INSTRUCTION: Please repeat the rename operator passage word for word, from "This form of the rename operator renames" to "as its attributes.".

PAGE TEXT:
■ ■ ■ ■ ■ ■ ■

This form of the rename operator renames the attributes of its input relation to those in new_attr_names, a comma-separated list of names.

\rename_{new_rel_name: *} input_relation

This form of the rename operator gives a new relation name to its input relation (the attribute names remain the same). For example:

\rename_{s1:*} Serves
  \join_{ and s1.price>s2.price}
\rename_{s2:*} Serves;

\rename_{ new_rel_name : new_attr_names } input_relation

This form of the rename operator allows you to rename both the input relation as well as its attributes.

■ ■ ■ ■ ■ ■ ■

RECORD EXTRACTS:
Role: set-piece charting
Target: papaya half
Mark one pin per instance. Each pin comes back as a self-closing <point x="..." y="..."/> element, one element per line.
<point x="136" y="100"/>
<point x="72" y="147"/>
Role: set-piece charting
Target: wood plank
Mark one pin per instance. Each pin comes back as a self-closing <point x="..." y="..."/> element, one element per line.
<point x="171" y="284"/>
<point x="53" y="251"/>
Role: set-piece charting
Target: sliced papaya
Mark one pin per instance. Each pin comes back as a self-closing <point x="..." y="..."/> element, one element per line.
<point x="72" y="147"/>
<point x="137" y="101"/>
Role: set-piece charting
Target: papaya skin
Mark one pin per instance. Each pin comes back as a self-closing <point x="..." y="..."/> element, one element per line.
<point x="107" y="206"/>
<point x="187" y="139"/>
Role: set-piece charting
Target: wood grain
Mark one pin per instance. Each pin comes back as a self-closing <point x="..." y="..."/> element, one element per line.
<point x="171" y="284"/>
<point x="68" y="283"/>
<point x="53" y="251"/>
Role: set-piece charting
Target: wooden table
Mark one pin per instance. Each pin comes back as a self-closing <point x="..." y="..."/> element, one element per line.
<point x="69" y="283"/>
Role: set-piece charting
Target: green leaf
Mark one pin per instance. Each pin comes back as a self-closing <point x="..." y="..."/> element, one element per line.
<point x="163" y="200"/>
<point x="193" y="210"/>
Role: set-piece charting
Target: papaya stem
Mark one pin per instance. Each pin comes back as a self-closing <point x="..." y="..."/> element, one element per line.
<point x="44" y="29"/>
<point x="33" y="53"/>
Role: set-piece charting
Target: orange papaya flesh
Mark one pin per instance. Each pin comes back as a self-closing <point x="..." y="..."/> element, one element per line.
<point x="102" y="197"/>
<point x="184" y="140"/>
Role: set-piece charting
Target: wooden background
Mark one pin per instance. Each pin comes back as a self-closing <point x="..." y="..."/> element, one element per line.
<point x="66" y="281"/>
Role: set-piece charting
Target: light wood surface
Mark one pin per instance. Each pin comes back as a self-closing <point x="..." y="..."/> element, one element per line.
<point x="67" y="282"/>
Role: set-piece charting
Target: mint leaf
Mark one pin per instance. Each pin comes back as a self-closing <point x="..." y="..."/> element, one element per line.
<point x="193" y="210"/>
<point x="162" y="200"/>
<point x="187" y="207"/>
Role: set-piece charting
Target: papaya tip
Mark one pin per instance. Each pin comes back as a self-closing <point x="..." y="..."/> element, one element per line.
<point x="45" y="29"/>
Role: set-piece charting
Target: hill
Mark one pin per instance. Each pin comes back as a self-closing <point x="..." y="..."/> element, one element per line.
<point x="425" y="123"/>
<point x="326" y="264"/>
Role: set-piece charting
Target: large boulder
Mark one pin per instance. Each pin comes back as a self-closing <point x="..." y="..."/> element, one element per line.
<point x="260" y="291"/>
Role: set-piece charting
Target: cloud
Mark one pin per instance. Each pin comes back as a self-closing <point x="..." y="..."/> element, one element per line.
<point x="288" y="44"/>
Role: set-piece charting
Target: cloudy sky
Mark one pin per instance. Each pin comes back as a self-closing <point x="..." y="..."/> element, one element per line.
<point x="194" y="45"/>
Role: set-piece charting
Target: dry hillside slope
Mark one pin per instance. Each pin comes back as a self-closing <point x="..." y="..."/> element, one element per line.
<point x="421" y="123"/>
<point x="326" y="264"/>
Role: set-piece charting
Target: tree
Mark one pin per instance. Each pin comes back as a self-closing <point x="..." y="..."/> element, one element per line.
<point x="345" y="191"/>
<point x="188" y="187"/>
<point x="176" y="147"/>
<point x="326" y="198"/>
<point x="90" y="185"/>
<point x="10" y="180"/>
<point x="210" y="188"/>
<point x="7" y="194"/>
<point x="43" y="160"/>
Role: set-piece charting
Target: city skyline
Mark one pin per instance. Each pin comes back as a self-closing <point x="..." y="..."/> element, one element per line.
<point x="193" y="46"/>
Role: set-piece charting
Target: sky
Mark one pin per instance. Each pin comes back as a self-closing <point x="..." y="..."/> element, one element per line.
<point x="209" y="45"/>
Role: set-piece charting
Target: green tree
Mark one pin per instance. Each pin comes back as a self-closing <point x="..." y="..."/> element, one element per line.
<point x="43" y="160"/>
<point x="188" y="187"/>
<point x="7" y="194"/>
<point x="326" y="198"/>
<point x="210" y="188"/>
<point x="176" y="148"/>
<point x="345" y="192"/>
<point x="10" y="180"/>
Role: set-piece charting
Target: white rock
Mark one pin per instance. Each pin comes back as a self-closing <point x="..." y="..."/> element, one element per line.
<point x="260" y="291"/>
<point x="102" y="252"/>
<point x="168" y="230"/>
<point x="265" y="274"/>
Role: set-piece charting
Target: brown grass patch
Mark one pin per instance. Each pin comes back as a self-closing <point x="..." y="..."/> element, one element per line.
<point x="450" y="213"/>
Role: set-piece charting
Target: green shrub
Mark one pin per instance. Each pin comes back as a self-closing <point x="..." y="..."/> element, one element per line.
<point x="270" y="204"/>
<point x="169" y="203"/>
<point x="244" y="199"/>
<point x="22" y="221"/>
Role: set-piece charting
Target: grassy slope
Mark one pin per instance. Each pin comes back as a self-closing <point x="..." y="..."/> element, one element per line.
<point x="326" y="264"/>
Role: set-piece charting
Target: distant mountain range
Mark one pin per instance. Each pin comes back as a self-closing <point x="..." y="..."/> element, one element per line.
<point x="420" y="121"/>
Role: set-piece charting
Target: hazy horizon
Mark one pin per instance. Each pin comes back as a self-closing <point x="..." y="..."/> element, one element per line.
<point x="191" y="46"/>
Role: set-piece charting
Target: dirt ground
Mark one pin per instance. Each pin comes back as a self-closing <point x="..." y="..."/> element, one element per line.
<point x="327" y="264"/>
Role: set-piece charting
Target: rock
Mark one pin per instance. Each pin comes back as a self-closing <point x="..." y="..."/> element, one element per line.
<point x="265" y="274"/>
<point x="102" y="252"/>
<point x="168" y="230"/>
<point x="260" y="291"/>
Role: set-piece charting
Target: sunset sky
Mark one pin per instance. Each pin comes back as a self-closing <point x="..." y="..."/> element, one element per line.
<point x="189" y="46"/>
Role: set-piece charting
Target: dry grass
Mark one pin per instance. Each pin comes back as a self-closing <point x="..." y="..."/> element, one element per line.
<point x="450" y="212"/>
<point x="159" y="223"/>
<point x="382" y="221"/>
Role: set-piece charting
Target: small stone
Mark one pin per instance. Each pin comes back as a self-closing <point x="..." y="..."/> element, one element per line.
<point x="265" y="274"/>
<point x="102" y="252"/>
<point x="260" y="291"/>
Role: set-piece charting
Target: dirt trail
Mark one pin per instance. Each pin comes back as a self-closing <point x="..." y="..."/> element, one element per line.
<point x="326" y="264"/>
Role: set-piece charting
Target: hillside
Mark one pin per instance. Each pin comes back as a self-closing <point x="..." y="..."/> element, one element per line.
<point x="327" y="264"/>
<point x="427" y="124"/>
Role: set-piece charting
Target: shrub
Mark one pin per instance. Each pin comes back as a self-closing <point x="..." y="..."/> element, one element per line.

■ ■ ■ ■ ■ ■ ■

EXERCISE SOLUTION:
This form of the rename operator renames the attributes of its input relation to those in new_attr_names, a comma-separated list of names.

\rename_{new_rel_name: *} input_relation

This form of the rename operator gives a new relation name to its input relation (the attribute names remain the same). For example:

\rename_{s1:*} Serves
  \join_{ and s1.price>s2.price}
\rename_{s2:*} Serves;

\rename_{ new_rel_name : new_attr_names } input_relation

This form of the rename operator allows you to rename both the input relation as well as its attributes.